:: Records supplied

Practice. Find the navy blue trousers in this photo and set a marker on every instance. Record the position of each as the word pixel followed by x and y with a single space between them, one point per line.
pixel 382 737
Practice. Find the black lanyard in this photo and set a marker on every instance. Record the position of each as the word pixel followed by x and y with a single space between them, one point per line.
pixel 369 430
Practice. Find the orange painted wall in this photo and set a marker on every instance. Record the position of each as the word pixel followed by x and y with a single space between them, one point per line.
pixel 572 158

::::

→ Instructions to follow
Convert every line of the rows above into a JSON list of strings, one string per line, with blank lines omitted.

→ Response to this exercise
[
  "Practice. Find the navy blue trousers in this photo and set a marker on every instance. Record the position of each as the word pixel followed by x and y with a single space between them, one point per line.",
  "pixel 382 737",
  "Practice. Find the black lanyard in this photo and set a marker on every instance. Record the position of each as the word pixel followed by x and y with a single space between them, one point per line.",
  "pixel 369 430",
  "Practice. Find the orange painted wall in this photo and set a marker on every instance. Record the position of each as the word pixel followed by x and y with a single space between them, one point per line.",
  "pixel 572 158"
]